→ **Exercise description**
Write out the following records exactly, each one in full.

→ **The data**
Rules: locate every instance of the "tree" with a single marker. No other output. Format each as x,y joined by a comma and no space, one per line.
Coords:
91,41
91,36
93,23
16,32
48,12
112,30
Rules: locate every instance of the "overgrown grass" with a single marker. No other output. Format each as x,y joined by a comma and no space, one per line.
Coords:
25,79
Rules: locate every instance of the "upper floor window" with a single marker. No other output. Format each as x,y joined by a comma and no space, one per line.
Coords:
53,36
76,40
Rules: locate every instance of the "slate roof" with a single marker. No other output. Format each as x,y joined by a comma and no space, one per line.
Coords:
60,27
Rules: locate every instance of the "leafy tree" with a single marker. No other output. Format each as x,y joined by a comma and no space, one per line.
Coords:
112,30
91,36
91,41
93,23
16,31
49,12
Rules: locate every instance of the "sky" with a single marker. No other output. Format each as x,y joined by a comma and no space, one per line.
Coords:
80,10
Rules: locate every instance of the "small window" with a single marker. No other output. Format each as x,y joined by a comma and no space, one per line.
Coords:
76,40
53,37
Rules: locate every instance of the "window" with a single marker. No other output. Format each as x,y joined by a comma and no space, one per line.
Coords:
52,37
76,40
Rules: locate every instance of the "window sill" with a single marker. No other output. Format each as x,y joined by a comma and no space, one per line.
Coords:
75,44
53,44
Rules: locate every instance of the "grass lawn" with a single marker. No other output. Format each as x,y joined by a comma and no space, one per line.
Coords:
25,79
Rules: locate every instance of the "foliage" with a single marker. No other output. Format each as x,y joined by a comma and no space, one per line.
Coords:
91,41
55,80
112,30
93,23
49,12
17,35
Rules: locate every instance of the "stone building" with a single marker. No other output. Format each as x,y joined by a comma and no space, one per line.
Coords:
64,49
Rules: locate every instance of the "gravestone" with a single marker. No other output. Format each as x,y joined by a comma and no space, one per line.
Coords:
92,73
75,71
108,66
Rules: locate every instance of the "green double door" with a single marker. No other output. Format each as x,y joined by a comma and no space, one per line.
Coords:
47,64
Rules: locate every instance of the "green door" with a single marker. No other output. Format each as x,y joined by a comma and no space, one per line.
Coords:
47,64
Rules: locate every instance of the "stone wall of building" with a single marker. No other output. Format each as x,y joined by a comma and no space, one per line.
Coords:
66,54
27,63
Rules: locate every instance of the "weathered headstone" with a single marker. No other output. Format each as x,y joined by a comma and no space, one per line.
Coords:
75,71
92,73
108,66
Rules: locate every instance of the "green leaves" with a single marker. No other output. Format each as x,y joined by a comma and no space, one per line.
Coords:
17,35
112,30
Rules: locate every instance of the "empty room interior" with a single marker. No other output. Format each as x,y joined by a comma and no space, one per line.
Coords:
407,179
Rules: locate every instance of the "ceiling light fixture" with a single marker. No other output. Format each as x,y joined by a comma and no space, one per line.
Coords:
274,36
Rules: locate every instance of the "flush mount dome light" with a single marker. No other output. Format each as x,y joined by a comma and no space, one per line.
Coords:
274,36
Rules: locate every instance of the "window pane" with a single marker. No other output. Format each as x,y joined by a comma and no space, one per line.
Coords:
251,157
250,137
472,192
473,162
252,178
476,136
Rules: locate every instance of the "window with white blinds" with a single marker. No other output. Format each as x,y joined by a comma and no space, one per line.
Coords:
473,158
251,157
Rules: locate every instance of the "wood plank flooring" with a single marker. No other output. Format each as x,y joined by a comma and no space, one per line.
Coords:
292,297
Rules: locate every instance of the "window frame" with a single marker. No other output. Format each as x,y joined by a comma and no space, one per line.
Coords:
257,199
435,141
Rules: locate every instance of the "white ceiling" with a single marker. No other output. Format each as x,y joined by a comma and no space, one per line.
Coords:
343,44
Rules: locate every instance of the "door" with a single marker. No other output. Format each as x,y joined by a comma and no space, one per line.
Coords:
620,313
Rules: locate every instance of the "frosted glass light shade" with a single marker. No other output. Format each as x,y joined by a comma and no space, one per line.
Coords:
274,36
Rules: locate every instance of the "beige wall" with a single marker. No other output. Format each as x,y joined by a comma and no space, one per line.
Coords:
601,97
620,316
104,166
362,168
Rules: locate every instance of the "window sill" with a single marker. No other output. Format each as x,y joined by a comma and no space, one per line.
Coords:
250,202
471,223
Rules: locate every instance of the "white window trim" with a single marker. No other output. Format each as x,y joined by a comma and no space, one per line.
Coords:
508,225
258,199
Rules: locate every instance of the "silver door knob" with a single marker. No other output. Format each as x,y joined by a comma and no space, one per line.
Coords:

→ **Exercise response**
Rules: locate every instance of the "tree" with a single marker. No other output. Format each as x,y joined by a comma and no space, one per line.
Coords:
91,41
91,36
93,23
16,32
48,12
112,30
Rules: locate every instance of the "overgrown grass" with a single marker. No other output. Format each as x,y joined by a comma and no space, one per line.
Coords:
25,79
Rules: locate every instance of the "upper floor window" with a single marker. No other output. Format each as x,y joined by a comma and no space, one per line.
Coords:
53,36
76,40
Rules: locate every instance of the "slate roof" with a single marker. No other output. Format each as x,y joined by a comma and no space, one per line.
Coords:
60,27
Rules: locate every instance of the "leafy tree" with a single marker. No other output. Format each as x,y joined by a comma and no space, one per line.
Coords:
112,30
91,36
91,41
93,23
16,31
49,12
Rules: locate every instance of the "sky" with a single marker. No other output. Format each as x,y joined by a comma and no space, one per line.
Coords:
80,10
Rules: locate every instance of the "small window" with a single marker. No other output. Format each as x,y joined by a comma and no space, one per line.
Coords:
76,40
53,37
Rules: locate every instance of the "window" with a single marker. No other output. Format each as x,y joined by a comma and no space, one per line.
Coords:
52,37
76,40
Rules: locate every instance of the "window sill" with a single marker. No other output. Format each as x,y joined by a comma and no space, one per line.
Coords:
75,44
53,44
Rules: locate every instance of the "grass lawn" with a single marker. No other output. Format each as x,y joined by a comma and no space, one per line.
Coords:
25,79
Rules: locate every instance of the "foliage" with a single marker. No other output. Format each as x,y joined by a comma and no space, one per line.
Coords:
91,41
55,80
112,30
93,23
49,12
17,35
Rules: locate every instance of the "stone building" with a single marker. No other output. Format each as x,y joined by a comma and no space, one per line.
Coords:
64,49
Rules: locate every instance of the "gravestone" with a single marker. No other output. Format each as x,y joined by a comma and no space, one per line.
Coords:
92,73
75,71
108,66
Rules: locate every instance of the "green double door" with a single marker. No other output. Format each as x,y joined by a comma and no space, one per line.
Coords:
47,64
Rules: locate every instance of the "green door" with a single marker. No other output. Format each as x,y joined by a comma and no space, one per line.
Coords:
47,64
Rules: locate every instance of the "stone wall of building" with a single marker. No other output. Format each as x,y joined by a comma and no space, one per line.
Coords:
66,54
27,63
Rules: locate every instance of the "weathered headstone" with a single marker. No other output. Format each as x,y joined by a comma and no space, one per line.
Coords:
75,71
92,73
108,66
Rules: locate every instance of the "green leaves" with a single marker. No other output. Format each as x,y joined by a comma and no space, one per line.
Coords:
17,35
112,30
Rules: locate every instance of the "empty room interior" with a single marker. No other output. Format each as x,y joined by a comma and no space, one per line.
Coords:
407,179
Rules: locate every instance of the "ceiling light fixture" with a single marker. No other output. Format each as x,y joined by a comma and no space, one per line.
Coords:
274,36
Rules: locate every instance of the "flush mount dome light" with a single marker. No other output. Format each as x,y joined by a comma and no space, one per line.
Coords:
274,36
Rules: locate every instance of the "window pane" with a single marker. No other output. Format each as x,y joined by a comma and no space, one per line.
Coords:
251,157
250,137
472,192
473,162
252,178
476,136
Rules: locate every instance of the "window with white blinds" with a single marker. No other output. Format each as x,y joined by a comma and no space, one per line.
Coords:
473,158
251,157
Rules: locate every instance of the "wood plank flooring" with a single marker. No other output. Format each as x,y joined by a comma and no space, one per line.
Coords:
292,297
Rules: locate every instance of the "window frame" with a single marker. No other output. Format each as x,y joined by a comma and no space, one per line.
Coords:
257,199
435,141
Rules: locate every instance of the "white ceiling" with a single marker. No other output. Format each as x,y joined by a comma and no space, one per line.
Coords:
343,44
Rules: locate every instance of the "door" with a single marker. No other output. Format each as x,y joined by a comma and no space, one per line.
Coords:
620,313
Rules: locate every instance of the "frosted glass light shade" with a single marker. No other output. Format each as x,y joined by a comma and no space, one per line.
Coords:
274,36
Rules: locate every instance of the "beige wall" with a single marker. No other output. Format each as x,y joined by a comma and no space, one per line.
Coords:
601,97
620,316
104,166
362,168
Rules: locate every instance of the "window sill" with a single marker. No other output. Format each as x,y joined by a comma and no space, one per line.
Coords:
250,202
471,223
Rules: locate every instance of the "white window trim" with a single marker. No other output. Format each as x,y joined by a comma and no space, one per line.
Coords:
508,225
258,199
Rules: locate every instance of the "silver door knob" with a single marker. No other output. Format each as x,y joined by a comma and no space, one per line.
Coords:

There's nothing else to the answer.